→ TEXT
-=-=-

Bias-Variance trade-off:

In machine learning the choice of model is extremely important to get good results. The choice of the model depend on various parameters like problem scope, data distribution, outliers, data quantity, feature dimensionality etc.

A low bias and a low variance are the most often important features of model. However, bias-variance trade-off is most common. Very often they move in opposite direction such as high bias low variance or low bias high variance. Model with high bias pays very little attention to the training data and oversimplifies the model. It always leads to high error on training and test data. Model with high variance pays a lot of attention to training data and does not generalize on the test data. In any modeling, there will always be a tradeoff between bias and variance and when we build models, we try to achieve the best balance.

Fig: Bias-Variance trade-off

In Ensemble learning we combine several base models a.k.a. weak learners to resolve the underlying complexity of data. Most of the time these basic models used in isolation can’t perform so well due to high bias or high variance. The beauty of Ensemble learning as they can reduce bias-variance tradeoff in order to create strong learner that achieves better performance.

Simple Ensemble Techniques:

1. Voting Classifier :

This technique is used in classification problems where the target outcome is discrete value. Set of base learners such as knn, random forest, svm, decision tree are fitted on training set. Aggregate the prediction by each learner and majority is chosen as final prediction.

Fig: Voting

2. Averaging

Averaging is used for regression problems such as house prize prediction, loan amount prediction, where the target outcome is continuous value. This makes the final prediction by averaging the outcome of different algorithms.

3. Weighted Averaging

This is same as averaging with different weights are assigned to models as per importance and get the final prediction.

Advanced Ensemble techniques

1. Bagging

Bagging is homogenous ensemble technique where same base learners are trained in parallel on different random subsets of the training set and helps to get better predictions. Bootstrapping is used to create random subsets of train data with or without replacement. If we consider with replacement, samples may repeat in subset. Without replacement ensures about unique samples in each subset. This bootstrapping offers diversity/less correlation in base learners and can achieve generalization.

Once the training is one, the ensemble can make prediction for test pattern by aggregating the predicted values of all trained base learners. This aggregation helps to reduce bias and variance compare to each individual base learner having high bias.

e.g Random forest

Fig: Bagging

2. Boosting

Boosting is a homogenous weak learner, learns sequentially in an adaptive way. It’s a sequential process where each subsequent model attempts to fix the errors of its predecessor. Boosting decreases the bias error and produces strong predictive model. Boosting can be viewed as model averaging method. It can be used for classification as well as regression.

-=-=-

→ THE TASKS
#1 Answer these questions from the ensemble learning text:
(a) What kind of target outcome does the voting classifier handle?
(b) In bagging, what can happen to samples in a subset when it is drawn with replacement?
(c) In boosting, what does each subsequent model attempt to do?
#2 Return the part of the ensemble learning text that opens with the words containing "Fig: Bagging" and closes with "well as regression.".
The items below the ensemble learning text come from a separate source.

-=-=-

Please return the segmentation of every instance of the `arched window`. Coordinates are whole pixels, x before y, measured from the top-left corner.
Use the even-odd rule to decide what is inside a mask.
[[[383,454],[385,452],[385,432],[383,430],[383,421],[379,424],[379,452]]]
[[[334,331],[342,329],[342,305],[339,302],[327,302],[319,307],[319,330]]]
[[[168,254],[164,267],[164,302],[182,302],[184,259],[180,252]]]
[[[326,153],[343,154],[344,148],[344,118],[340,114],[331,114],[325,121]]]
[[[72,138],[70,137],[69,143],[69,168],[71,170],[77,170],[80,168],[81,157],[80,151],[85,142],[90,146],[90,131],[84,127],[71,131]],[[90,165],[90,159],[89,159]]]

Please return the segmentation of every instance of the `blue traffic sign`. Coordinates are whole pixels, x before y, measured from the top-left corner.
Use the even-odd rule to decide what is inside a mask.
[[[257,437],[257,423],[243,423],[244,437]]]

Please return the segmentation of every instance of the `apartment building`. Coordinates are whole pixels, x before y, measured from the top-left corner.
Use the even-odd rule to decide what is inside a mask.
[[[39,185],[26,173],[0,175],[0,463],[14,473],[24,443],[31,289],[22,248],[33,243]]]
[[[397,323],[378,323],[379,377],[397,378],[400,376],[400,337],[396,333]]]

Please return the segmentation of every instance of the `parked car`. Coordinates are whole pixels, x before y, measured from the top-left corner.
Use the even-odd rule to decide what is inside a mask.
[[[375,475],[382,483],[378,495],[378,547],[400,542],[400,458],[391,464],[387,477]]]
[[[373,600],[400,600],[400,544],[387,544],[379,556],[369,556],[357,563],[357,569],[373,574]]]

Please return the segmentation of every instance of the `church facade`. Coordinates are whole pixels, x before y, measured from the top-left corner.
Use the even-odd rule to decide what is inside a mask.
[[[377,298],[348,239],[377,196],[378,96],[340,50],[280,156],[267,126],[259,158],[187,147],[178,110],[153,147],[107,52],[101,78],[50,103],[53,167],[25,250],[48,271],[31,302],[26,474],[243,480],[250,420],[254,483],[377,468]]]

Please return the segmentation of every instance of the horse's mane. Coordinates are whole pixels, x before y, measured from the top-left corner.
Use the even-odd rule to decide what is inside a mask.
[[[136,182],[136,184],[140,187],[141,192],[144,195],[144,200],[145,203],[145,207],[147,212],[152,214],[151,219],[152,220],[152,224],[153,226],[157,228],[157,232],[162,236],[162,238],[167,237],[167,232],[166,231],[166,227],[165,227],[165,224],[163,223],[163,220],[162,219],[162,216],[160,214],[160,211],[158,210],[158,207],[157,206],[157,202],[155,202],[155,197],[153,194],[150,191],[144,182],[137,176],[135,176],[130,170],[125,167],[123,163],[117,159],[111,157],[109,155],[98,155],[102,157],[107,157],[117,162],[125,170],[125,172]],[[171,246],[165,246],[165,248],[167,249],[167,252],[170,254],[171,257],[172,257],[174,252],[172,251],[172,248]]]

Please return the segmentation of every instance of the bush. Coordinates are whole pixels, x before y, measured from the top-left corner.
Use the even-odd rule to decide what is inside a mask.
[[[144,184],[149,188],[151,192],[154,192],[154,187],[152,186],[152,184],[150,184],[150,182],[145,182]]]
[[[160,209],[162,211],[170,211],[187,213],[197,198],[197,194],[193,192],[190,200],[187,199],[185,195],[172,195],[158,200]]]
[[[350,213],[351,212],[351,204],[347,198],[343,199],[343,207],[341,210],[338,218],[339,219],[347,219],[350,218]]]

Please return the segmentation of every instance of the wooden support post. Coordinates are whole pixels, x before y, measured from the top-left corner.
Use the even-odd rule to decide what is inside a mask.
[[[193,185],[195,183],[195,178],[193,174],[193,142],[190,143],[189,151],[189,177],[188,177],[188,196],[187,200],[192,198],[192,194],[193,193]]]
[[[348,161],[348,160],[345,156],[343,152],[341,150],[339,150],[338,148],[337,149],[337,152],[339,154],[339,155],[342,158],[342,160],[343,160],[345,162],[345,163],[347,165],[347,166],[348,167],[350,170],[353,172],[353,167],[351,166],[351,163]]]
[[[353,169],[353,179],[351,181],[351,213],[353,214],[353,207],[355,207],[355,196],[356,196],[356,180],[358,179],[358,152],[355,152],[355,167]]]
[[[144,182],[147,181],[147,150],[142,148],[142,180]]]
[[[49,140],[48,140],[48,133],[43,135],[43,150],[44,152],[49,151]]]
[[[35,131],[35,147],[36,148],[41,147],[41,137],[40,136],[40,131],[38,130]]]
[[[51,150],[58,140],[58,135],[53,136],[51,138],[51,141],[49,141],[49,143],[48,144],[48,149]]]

-=-=-

→ ANSWERS TO EACH TASK
#1
(a) A discrete value.
(b) Samples may repeat in the subset.
(c) It attempts to fix the errors of its predecessor.

#2
Fig: Bagging

2. Boosting

Boosting is a homogenous weak learner, learns sequentially in an adaptive way. It’s a sequential process where each subsequent model attempts to fix the errors of its predecessor. Boosting decreases the bias error and produces strong predictive model. Boosting can be viewed as model averaging method. It can be used for classification as well as regression.